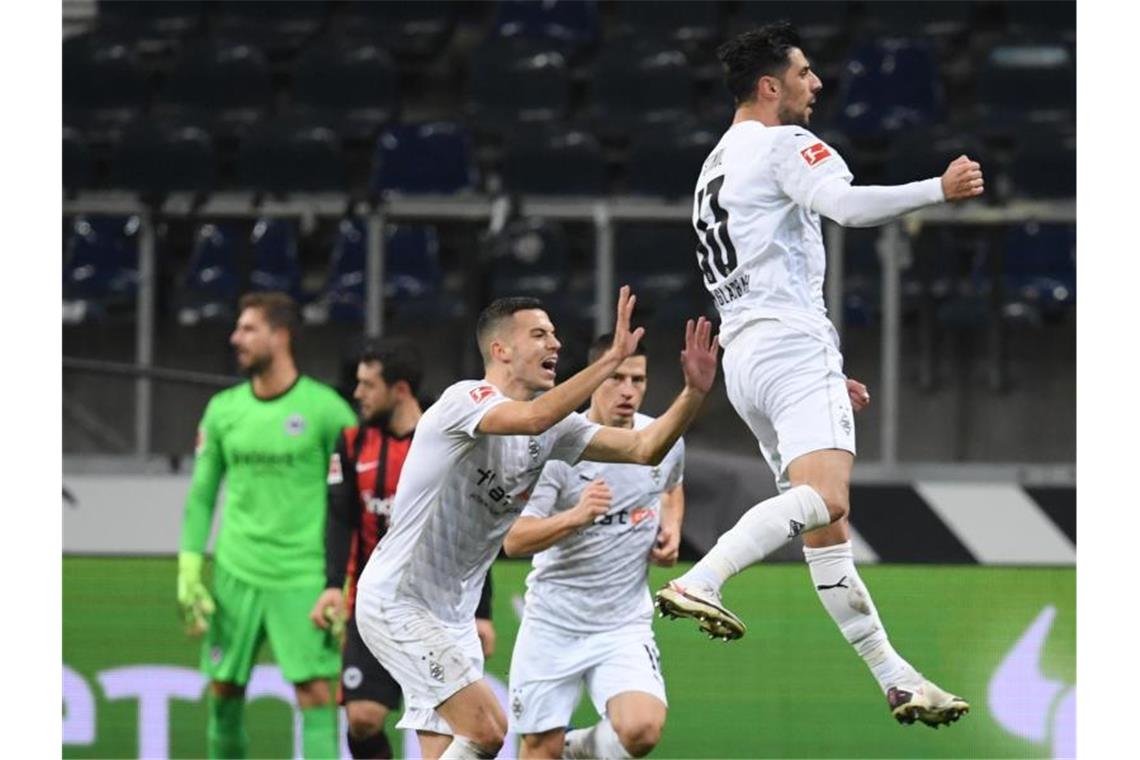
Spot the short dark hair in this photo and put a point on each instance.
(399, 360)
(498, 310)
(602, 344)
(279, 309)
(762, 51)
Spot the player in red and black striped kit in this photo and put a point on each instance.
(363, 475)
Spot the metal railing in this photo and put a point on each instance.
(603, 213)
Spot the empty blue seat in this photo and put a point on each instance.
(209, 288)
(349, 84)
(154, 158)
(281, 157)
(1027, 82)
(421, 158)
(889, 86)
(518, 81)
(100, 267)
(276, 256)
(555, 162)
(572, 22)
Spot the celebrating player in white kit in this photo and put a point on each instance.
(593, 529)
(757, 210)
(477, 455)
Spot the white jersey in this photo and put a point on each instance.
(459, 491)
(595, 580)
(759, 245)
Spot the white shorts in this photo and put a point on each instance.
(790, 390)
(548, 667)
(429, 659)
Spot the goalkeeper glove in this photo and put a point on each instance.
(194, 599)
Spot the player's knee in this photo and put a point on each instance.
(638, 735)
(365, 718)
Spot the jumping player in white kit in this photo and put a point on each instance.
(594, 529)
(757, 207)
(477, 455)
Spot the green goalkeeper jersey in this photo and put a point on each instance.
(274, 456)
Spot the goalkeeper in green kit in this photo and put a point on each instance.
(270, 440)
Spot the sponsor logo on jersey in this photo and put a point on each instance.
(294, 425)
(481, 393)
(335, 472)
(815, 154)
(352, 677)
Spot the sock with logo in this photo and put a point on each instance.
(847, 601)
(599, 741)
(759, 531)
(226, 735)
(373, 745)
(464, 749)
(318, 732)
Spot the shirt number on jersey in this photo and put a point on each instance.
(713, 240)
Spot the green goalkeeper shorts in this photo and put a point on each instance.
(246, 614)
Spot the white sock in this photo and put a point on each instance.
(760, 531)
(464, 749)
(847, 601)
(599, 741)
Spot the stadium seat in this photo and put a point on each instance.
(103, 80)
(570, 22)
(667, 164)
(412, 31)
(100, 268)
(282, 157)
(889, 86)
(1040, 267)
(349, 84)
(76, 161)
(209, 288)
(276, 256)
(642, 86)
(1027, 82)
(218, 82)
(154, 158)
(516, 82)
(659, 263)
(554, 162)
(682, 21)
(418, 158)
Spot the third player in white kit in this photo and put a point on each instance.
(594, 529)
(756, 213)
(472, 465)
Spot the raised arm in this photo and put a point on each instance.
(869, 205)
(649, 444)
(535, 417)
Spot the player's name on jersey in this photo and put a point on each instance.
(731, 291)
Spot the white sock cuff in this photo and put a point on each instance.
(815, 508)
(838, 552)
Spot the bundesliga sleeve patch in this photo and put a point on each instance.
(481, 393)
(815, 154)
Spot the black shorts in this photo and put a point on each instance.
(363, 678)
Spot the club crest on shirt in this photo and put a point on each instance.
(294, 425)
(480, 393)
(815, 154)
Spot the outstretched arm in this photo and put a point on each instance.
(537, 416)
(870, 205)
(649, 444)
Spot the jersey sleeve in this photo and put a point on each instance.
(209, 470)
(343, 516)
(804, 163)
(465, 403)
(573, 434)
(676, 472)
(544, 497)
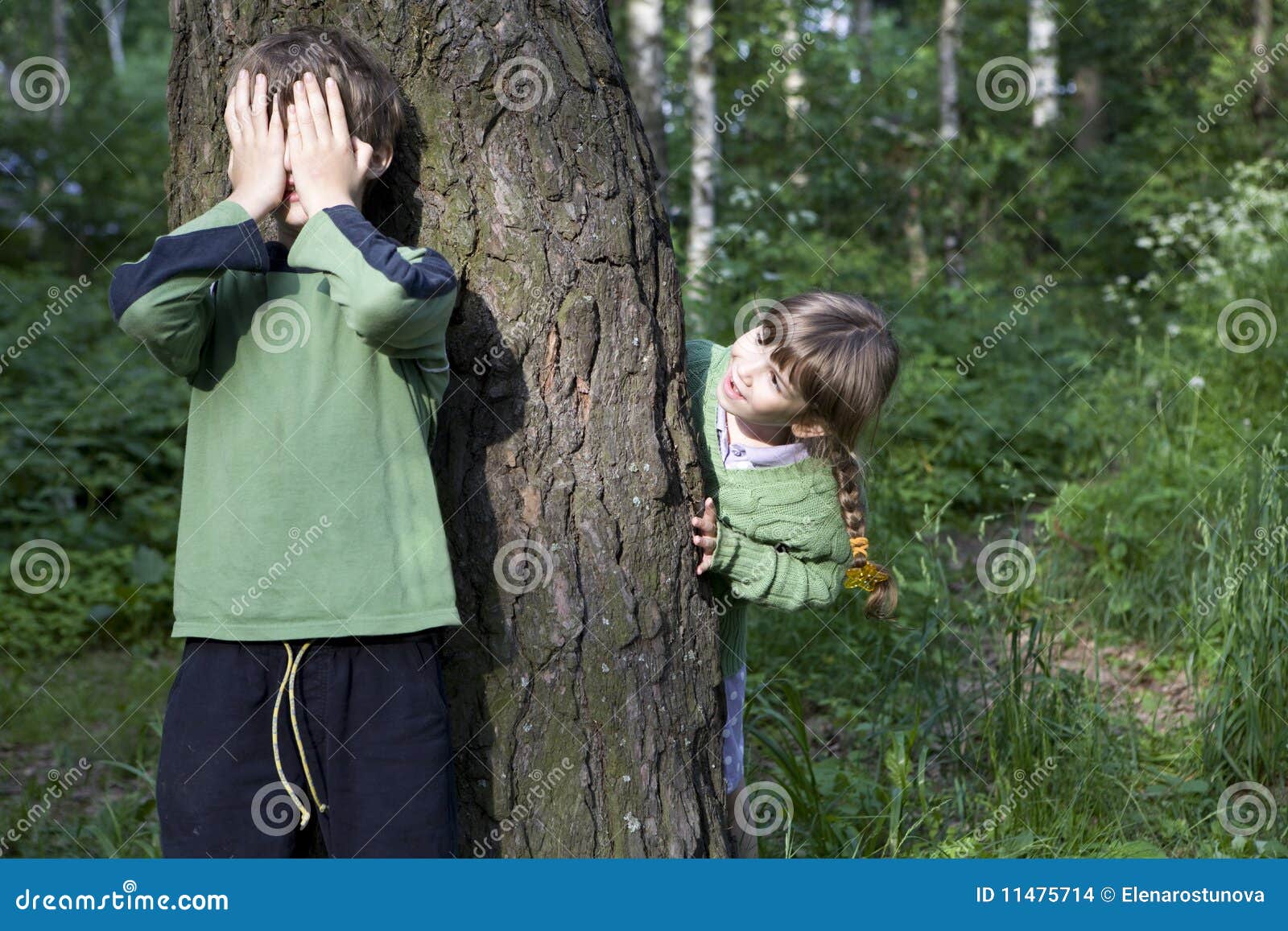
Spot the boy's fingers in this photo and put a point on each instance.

:::

Transcribe each entry above exactly, apart from the pictures.

Spot the short dark hair in this photo and put a point on each instance.
(399, 360)
(498, 310)
(602, 344)
(279, 309)
(762, 51)
Spot the player in red and black striped kit in this photo and put a point on each instance.
(363, 475)
Spot the metal railing in this photo and put a point on each instance.
(603, 213)
Spot the empty blue seat in this photo and put a point on each instance.
(209, 288)
(349, 84)
(154, 158)
(281, 157)
(1027, 82)
(421, 158)
(889, 86)
(518, 81)
(100, 267)
(276, 256)
(555, 162)
(572, 22)
Spot the celebrating player in white kit in this photo and put a point on each instance.
(593, 529)
(757, 210)
(477, 455)
Spot the white jersey in this photo and put a point on each instance.
(459, 491)
(595, 580)
(759, 245)
Spot the white shorts in this photo and put a point on each instance.
(790, 390)
(548, 667)
(429, 659)
Spot the goalkeeper glove in this photo and put a point on each instance.
(194, 599)
Spot the player's knee in this photo and put a point on each instance.
(638, 735)
(365, 718)
Spot the jumping player in white kit in this photo and put a point on each instance.
(594, 529)
(757, 207)
(477, 455)
Spot the green goalkeeper jersey in this photo and put a point on each instance.
(274, 456)
Spot the goalkeeper in green kit in this photo and put a point on each instance.
(270, 440)
Spot the sponsor logo on jersey in this photo and put a point on each instance.
(294, 425)
(481, 393)
(335, 472)
(815, 154)
(352, 677)
Spot the sock with logo in this photo and put a point on each instance.
(847, 601)
(599, 741)
(759, 531)
(226, 735)
(373, 745)
(464, 749)
(318, 732)
Spot the shirt number on jersey in this photo and put a point on each instance.
(713, 240)
Spot the green goalkeeper shorts in this photo and put a point on each instance.
(246, 614)
Spot the white sock in this photo and put a point on each instance.
(760, 531)
(464, 749)
(847, 601)
(599, 741)
Spot the stadium seat in this photo and put a point on each instance.
(103, 80)
(570, 22)
(667, 164)
(412, 31)
(100, 268)
(282, 157)
(889, 86)
(1040, 267)
(349, 84)
(76, 161)
(209, 288)
(276, 256)
(642, 86)
(1027, 82)
(218, 82)
(154, 158)
(516, 82)
(659, 263)
(554, 162)
(682, 21)
(418, 158)
Spot the third player in white kit in this photo and put a point on each instance.
(594, 529)
(756, 213)
(472, 465)
Spot the raised arm in this photo and put a point on each instance.
(869, 205)
(649, 444)
(535, 417)
Spot the player's name on jersey in this photo and put a point on each instance.
(731, 291)
Spot the white sock cuff in this photo and put a point on each instance.
(815, 508)
(838, 552)
Spot the bundesliga sleeve patch in this photo and put a point on each instance.
(481, 393)
(815, 154)
Spot the black shorts in this photo and put a point on each instance.
(363, 678)
Spot the club crest on shirt in this photo and put a point on each instance.
(294, 425)
(480, 393)
(815, 154)
Spot the outstretched arm in this photo and put a point on each instance.
(537, 416)
(870, 205)
(649, 444)
Spot the jersey sleeve in this photo and put a point on each instance.
(209, 470)
(343, 516)
(804, 163)
(465, 403)
(573, 434)
(676, 472)
(544, 497)
Spot the boy's fingers in this photo and put a point on each instance.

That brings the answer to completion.